▸ Supplied records:
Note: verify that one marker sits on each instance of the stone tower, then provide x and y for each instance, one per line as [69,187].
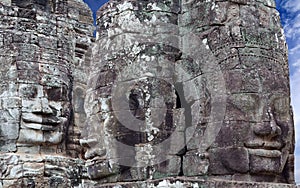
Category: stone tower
[189,89]
[44,61]
[170,93]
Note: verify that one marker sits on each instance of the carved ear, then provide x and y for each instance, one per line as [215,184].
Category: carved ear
[40,4]
[288,171]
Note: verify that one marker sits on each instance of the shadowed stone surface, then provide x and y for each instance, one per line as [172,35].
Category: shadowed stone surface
[169,94]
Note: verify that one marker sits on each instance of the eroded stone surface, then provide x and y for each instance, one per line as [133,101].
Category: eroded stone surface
[196,89]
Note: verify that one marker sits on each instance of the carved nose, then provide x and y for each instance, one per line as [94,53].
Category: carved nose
[269,128]
[42,106]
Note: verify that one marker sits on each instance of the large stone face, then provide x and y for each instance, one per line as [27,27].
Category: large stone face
[192,92]
[226,111]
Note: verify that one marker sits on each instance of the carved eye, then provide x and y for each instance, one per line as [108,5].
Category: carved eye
[28,91]
[281,106]
[246,102]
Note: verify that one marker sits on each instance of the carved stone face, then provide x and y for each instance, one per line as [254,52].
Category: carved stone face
[45,111]
[257,134]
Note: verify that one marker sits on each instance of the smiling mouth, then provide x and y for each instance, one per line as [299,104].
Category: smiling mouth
[40,122]
[264,148]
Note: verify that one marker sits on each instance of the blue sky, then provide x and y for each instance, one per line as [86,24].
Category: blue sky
[290,18]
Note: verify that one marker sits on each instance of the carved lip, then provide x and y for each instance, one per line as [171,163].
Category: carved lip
[264,148]
[265,153]
[48,120]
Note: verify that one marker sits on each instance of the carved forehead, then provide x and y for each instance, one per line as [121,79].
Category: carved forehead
[55,75]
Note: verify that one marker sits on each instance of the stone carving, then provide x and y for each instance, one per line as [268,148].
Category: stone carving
[192,92]
[44,55]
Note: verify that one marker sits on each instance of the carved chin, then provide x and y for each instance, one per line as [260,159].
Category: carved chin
[264,164]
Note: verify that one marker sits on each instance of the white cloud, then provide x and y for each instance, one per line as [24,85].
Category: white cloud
[292,5]
[295,95]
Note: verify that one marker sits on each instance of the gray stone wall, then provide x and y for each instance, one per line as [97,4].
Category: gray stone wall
[169,94]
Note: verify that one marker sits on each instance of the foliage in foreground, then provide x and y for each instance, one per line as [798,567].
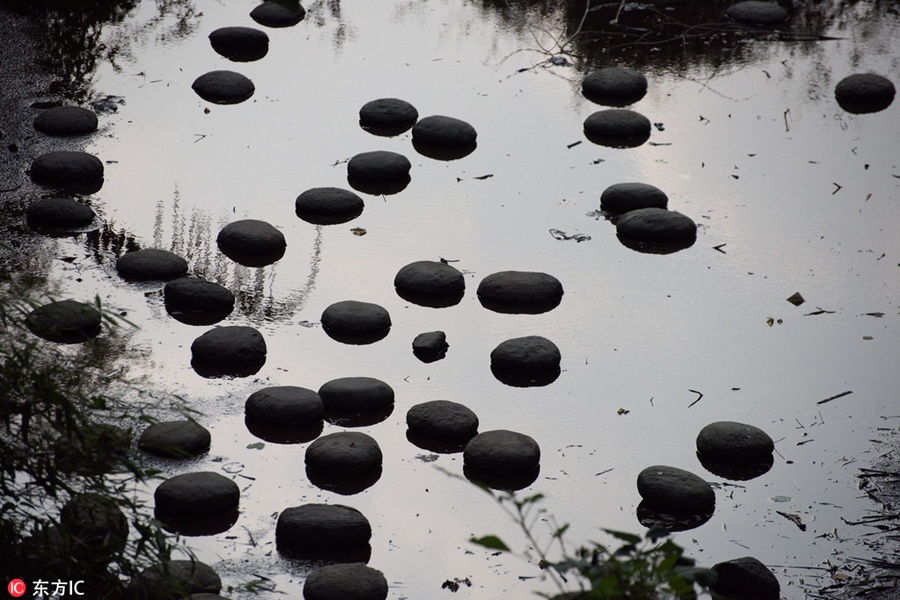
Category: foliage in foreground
[652,567]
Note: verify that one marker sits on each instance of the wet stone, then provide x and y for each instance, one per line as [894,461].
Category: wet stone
[251,242]
[151,264]
[356,394]
[354,322]
[430,283]
[430,346]
[387,116]
[223,87]
[617,128]
[328,206]
[864,93]
[443,420]
[285,406]
[345,582]
[673,490]
[240,44]
[278,14]
[67,168]
[62,213]
[625,197]
[755,12]
[66,121]
[65,322]
[520,292]
[614,86]
[344,454]
[745,579]
[175,439]
[656,225]
[316,530]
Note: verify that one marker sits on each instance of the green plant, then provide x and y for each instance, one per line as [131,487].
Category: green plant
[649,567]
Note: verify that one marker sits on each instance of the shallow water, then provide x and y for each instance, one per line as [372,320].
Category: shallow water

▸ What is being asked: Present every line of the entries above as a numbered list, skipping blank lines and leaving out the pictures.

▸ Finished exercise:
1. Note: verify that one marker sits on each instance of the stone tower, then provide x and y for each instance, one per line as [69,187].
2. Category: stone tower
3. [189,89]
4. [44,61]
5. [170,93]
6. Note: verify that one marker sits on each instance of the carved ear, then provide x and y for each instance, one per line as [215,184].
7. Category: carved ear
8. [40,4]
9. [288,171]
10. Note: verify that one marker sits on each instance of the shadowed stone surface, then provide x and y for each instance, one per line as [172,35].
11. Category: shadowed stone surface
12. [169,94]
13. Note: verify that one marker sits on each instance of the eroded stone surface, then provide x and y for each instance, one per line as [133,101].
14. Category: eroded stone surface
15. [196,89]
16. Note: verify that one marker sits on each instance of the carved nose, then provide x and y for each instance, one per line as [94,53].
17. Category: carved nose
18. [269,128]
19. [42,106]
20. Note: verify that one marker sits on each instance of the large stone face, then provide x and y for each instance, one per line as [27,27].
21. Category: large stone face
22. [192,92]
23. [226,111]
24. Note: verify that one marker sits on each instance of the carved eye, then provide x and y for each instance, one per line as [108,5].
25. Category: carved eye
26. [28,91]
27. [281,106]
28. [246,102]
29. Note: verify that one marker sits on each instance of the carved stone face, then provide x and y for each instance, one per line as [254,52].
30. Category: carved stone face
31. [45,111]
32. [257,134]
33. Note: verify that one marker sits on each instance of the smiling mouth, then provide x and y for each instance, one per line as [299,104].
34. Category: smiling mouth
35. [40,122]
36. [264,148]
37. Note: verify that one marker sits on each instance of the blue sky, then provide x and y for each instance, one per line as [86,24].
38. Category: blue sky
39. [290,18]
40. Note: verify that one marker sits on each instance of the carved lip, then provide x and y for each instance, one per line as [171,163].
41. Category: carved lip
42. [264,148]
43. [265,153]
44. [48,120]
45. Note: verify that one marker sits on each instance of the carved forehead, then provide x and y for each instance, one per line as [121,79].
46. Category: carved forehead
47. [55,75]
48. Note: verify that one marker sits on each instance of the stone carving, then provide x and y for each instance, one per line as [268,148].
49. Category: stone carving
50. [192,92]
51. [44,55]
52. Note: verify that one marker sits on each instance of the carved chin, then provide x and y for each instance, one per line as [260,159].
53. Category: carved chin
54. [264,164]
55. Note: verify that one marker sits on each instance of the white cloud, then provide x and y for each instance, one per line as [24,85].
56. Category: white cloud
57. [292,5]
58. [295,95]
59. Note: verify that one marker sits on each instance of the gray stone wall, then provide x and y for each instance, one per line as [97,4].
60. Category: gray stone wall
61. [169,94]
62. Note: verify that one marker sits on each instance of the foliage in foreground, then provide x and y for each instance, one per line as [798,567].
63. Category: foliage in foreground
64. [652,567]
65. Note: verify that one marker sits on each instance of the wet stone, then provide x and y for each instance, one per line as [894,461].
66. Category: wet stone
67. [251,242]
68. [151,264]
69. [356,394]
70. [354,322]
71. [430,283]
72. [430,346]
73. [387,116]
74. [223,87]
75. [617,128]
76. [328,206]
77. [864,93]
78. [443,420]
79. [285,406]
80. [345,582]
81. [673,490]
82. [240,44]
83. [278,14]
84. [67,168]
85. [62,213]
86. [625,197]
87. [755,12]
88. [66,121]
89. [65,322]
90. [520,292]
91. [614,86]
92. [344,454]
93. [745,579]
94. [175,439]
95. [656,225]
96. [316,530]
97. Note: verify that one marker sits on each instance of the green plant, then provide x and y for each instance, one per line as [131,487].
98. Category: green plant
99. [649,567]
100. Note: verify that one marker sits on each instance of the shallow water, then provide x and y for each instance, one per line as [372,320].
101. Category: shallow water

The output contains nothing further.